[Excerpt]

Comparison of Diagnostic Yield Among M-FISH, FISH Probe Panel and Conventional Cytogenetic Analysis in AML

  • STATUS
    Recruiting
  • End date
    Dec 31, 2022
  • participants needed
    100
  • sponsor
    Assiut University
Updated on 15 March 2022
acute promyelocytic leukemia

Summary

Conventional cytogenetic studies have been the gold standard for more than five decades for detecting genetic alterations that are greater than 10 Mb (mega base pairs) in size. Conventional cytogenetic studies have paved the way in identifying specific chromosomal aberrations associated with clinically and morphologically definitive subsets of hematological neoplasms.

Fluorescence in situ hybridization (FISH) has become a reliable and rapid complementary test in targeting critical genetic events associated with diagnostics and prognosis in hematological neoplasms.

[/Excerpt]
[Data extracts]

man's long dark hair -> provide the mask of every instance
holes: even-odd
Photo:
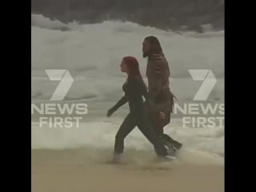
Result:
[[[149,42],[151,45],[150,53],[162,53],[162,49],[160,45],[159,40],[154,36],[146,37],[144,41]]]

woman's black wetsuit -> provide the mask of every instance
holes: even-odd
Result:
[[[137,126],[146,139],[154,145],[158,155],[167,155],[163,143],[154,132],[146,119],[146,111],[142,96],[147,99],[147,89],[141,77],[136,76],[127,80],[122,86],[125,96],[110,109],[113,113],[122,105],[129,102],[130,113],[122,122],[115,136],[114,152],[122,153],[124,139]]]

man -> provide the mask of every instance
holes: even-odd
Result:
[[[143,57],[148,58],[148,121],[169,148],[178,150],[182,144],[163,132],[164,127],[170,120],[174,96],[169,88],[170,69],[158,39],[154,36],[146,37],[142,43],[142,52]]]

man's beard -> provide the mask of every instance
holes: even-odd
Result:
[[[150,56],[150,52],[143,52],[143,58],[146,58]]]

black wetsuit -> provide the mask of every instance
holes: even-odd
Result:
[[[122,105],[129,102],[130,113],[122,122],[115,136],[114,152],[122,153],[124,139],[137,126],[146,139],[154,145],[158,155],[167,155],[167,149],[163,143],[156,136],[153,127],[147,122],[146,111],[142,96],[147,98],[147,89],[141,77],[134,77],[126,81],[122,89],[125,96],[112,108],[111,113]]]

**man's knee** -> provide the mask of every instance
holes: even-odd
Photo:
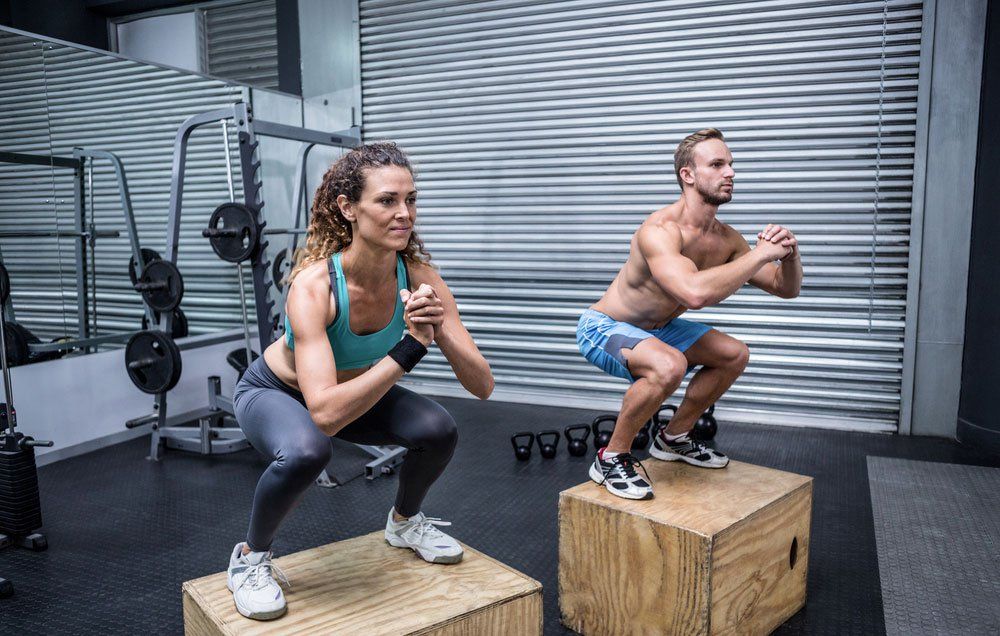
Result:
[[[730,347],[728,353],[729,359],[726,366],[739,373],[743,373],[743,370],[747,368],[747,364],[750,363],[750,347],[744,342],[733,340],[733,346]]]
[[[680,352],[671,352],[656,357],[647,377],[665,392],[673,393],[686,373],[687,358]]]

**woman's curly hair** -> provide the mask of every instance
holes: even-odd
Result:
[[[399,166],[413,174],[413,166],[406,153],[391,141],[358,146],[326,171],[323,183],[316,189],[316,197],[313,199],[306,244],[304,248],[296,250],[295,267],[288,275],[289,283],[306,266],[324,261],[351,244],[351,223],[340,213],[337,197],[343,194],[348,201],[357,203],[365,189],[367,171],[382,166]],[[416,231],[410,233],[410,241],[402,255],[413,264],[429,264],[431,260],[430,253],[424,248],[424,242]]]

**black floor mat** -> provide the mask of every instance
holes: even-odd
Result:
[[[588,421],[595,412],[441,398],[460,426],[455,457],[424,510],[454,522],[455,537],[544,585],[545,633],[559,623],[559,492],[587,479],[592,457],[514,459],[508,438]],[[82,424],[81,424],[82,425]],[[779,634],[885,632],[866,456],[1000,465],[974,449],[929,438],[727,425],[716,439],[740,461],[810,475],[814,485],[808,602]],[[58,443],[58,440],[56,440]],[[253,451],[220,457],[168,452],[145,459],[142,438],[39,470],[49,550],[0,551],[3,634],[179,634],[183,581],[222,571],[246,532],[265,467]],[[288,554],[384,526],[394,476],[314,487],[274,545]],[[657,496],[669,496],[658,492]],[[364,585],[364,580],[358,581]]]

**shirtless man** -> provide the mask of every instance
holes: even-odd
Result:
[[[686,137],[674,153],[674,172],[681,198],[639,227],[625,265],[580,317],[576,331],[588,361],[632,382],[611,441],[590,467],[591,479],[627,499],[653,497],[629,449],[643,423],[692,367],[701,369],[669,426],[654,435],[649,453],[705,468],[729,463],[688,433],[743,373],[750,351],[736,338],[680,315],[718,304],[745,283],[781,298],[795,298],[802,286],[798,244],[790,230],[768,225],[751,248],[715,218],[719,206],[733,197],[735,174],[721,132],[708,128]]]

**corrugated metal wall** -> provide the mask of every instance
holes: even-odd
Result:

[/Data extracts]

Set of tasks:
1. Rewrite the paragraph of the AML trial listing that begins "Conventional cytogenetic studies have been the gold standard" more briefly, keeping its main facts.
2. Carry on the AML trial listing, starting after its last sentence.
The records are separate material with no connection to the AML trial listing.

Expected outputs:
1. Conventional cytogenetic studies, the gold standard for over five decades, detect genetic alterations larger than 10 Mb and have helped identify specific chromosomal aberrations linked to clinically and morphologically definitive subsets of hematological neoplasms.

2.
In the current health care environment, which increasingly focuses on value and efficiency, it is critical for pathologists and clinicians to effectively navigate this environment and judiciously incorporate these high-complexity and expensive techniques into routine patient care. While conventional karyotyping provides a comprehensive view of the genome, FISH can detect cryptic or submicroscopic genetic abnormalities and identify recurrent genetic abnormalities in nondividing cells. As a consequence, it is commonly extrapolated that FISH will improve the sensitivity of detecting all genetic abnormalities compared with conventional karyotyping analysis. This assumption has then been translated in clinical practice to having clinicians and pathologists routinely ordering both conventional karyotyping and FISH studies in patients with hematological neoplasms. Depending on how comprehensive the FISH panel is, the cost for this testing may be quite expensive, and its additive value remains questionable.

It is common practice for laboratories to use FISH panels in conjunction with karyotyping both in diagnostic specimens and during follow-up to monitor response to therapy.

Multiplex FISH (M-FISH) represents one of the most significant developments in molecular cytogenetics of the past decade. In tumor and leukemia cytogenetics, two groups have been targeted by M-FISH to identify cryptic chromosome rearrangements not detectable by conventional cytogenetic studies: those with an apparently normal karyotype (suspected of harboring small rearrangements not detectable by conventional cytogenetics) and those with a complex aberrant karyotype (which are difficult to karyotype accurately due to the sheer number of aberrations).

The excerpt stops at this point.